## YOUR INSTRUCTIONS:
Set down, unchanged, the line with "Verify: does the picture contain the tall dry" and everything after it through the last line of the data.

## EXTRACTED ENTRIES:
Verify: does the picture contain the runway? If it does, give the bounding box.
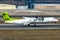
[0,24,60,30]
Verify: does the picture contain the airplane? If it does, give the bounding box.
[2,12,58,26]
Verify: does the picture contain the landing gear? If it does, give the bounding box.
[55,22,57,24]
[34,16,37,26]
[28,24,30,26]
[34,23,36,26]
[42,16,44,21]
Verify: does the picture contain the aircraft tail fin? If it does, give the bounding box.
[2,12,10,20]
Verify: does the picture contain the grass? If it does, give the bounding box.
[0,29,60,40]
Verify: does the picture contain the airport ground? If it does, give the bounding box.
[0,10,60,40]
[0,29,60,40]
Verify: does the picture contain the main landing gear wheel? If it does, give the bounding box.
[28,24,30,26]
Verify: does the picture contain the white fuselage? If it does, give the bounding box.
[5,18,31,25]
[36,17,58,22]
[5,17,58,25]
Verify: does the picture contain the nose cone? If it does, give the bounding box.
[54,19,58,22]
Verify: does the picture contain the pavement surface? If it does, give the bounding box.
[0,24,59,30]
[0,10,60,16]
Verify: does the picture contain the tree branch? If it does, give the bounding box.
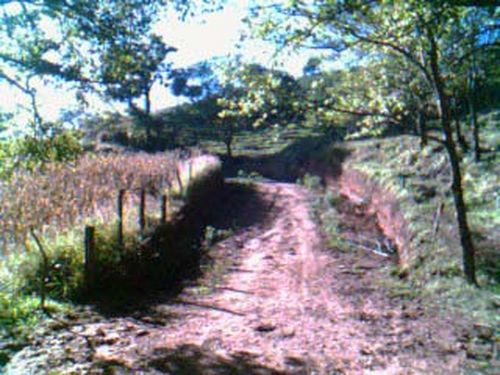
[0,69,31,94]
[348,28,435,87]
[330,105,395,119]
[450,41,500,67]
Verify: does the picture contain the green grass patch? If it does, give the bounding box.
[199,124,322,158]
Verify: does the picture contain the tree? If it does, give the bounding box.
[171,60,222,100]
[303,57,322,77]
[99,35,176,146]
[218,60,305,128]
[0,0,225,137]
[251,0,498,285]
[1,1,160,114]
[166,59,226,146]
[215,59,306,157]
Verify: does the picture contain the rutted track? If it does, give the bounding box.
[5,181,465,374]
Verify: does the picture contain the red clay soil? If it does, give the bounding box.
[338,170,412,270]
[5,181,468,374]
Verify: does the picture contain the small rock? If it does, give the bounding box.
[473,324,494,340]
[466,343,493,360]
[285,356,305,367]
[235,350,260,359]
[136,329,150,337]
[95,327,106,337]
[123,322,136,331]
[47,320,68,331]
[436,340,459,354]
[66,312,79,321]
[103,333,121,345]
[255,323,276,333]
[360,345,377,355]
[281,327,295,338]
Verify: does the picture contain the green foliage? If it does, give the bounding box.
[0,0,226,137]
[250,0,498,141]
[4,232,84,301]
[203,225,233,248]
[217,60,305,129]
[0,242,73,367]
[171,60,222,100]
[0,130,83,179]
[100,34,176,136]
[297,173,322,191]
[307,187,351,252]
[0,151,222,367]
[0,221,141,365]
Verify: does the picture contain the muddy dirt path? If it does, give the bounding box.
[5,181,466,374]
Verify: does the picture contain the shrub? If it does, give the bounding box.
[297,173,322,190]
[0,130,83,179]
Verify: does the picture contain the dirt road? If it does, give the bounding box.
[5,181,465,374]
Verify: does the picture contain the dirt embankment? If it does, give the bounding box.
[339,170,411,271]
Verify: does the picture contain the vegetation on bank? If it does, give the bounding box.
[338,111,498,329]
[344,114,498,279]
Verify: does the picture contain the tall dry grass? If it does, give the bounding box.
[0,149,209,254]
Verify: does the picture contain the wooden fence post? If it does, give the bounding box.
[432,202,445,238]
[161,194,167,224]
[175,164,183,196]
[399,175,406,189]
[30,229,48,312]
[84,225,96,289]
[139,189,146,236]
[117,189,125,247]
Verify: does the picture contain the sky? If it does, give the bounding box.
[0,0,322,131]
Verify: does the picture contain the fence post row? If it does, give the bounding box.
[161,194,167,224]
[84,187,173,286]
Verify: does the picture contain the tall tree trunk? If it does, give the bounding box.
[144,90,153,147]
[454,107,468,153]
[468,42,481,163]
[225,139,232,159]
[428,33,478,286]
[144,89,151,116]
[442,116,477,285]
[224,122,233,159]
[468,91,480,162]
[418,110,428,149]
[155,119,163,150]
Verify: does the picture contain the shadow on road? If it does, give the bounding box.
[84,181,271,317]
[148,344,286,375]
[220,136,351,184]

## SOLUTION FOR THIS EXERCISE:
Verify: does the picture contain the tall dry grass? If it does, give the bounding box.
[0,149,209,254]
Verify: does the picture contain the wooden fence post? If it does, give the bounding box.
[432,202,445,238]
[161,194,167,224]
[175,164,183,196]
[399,175,406,189]
[30,229,48,312]
[84,225,96,289]
[139,189,146,236]
[117,189,125,247]
Verify: does the picture contain the sky? If it does, give the bounding box.
[0,0,322,131]
Verify: does the picture contain the fence post row? If it does, give the bounding box.
[161,194,167,224]
[84,187,173,286]
Verify: does the picture contain the tall tree trunk? If it does, give the bounding box.
[144,90,153,147]
[454,107,468,153]
[468,42,481,163]
[225,139,232,159]
[428,33,478,286]
[144,89,151,116]
[442,116,477,285]
[224,122,233,159]
[468,91,480,162]
[418,110,428,149]
[155,119,163,150]
Verify: does the picture contain the shadow on road? If it does, give the bounding box.
[84,181,271,317]
[148,344,286,375]
[220,136,351,184]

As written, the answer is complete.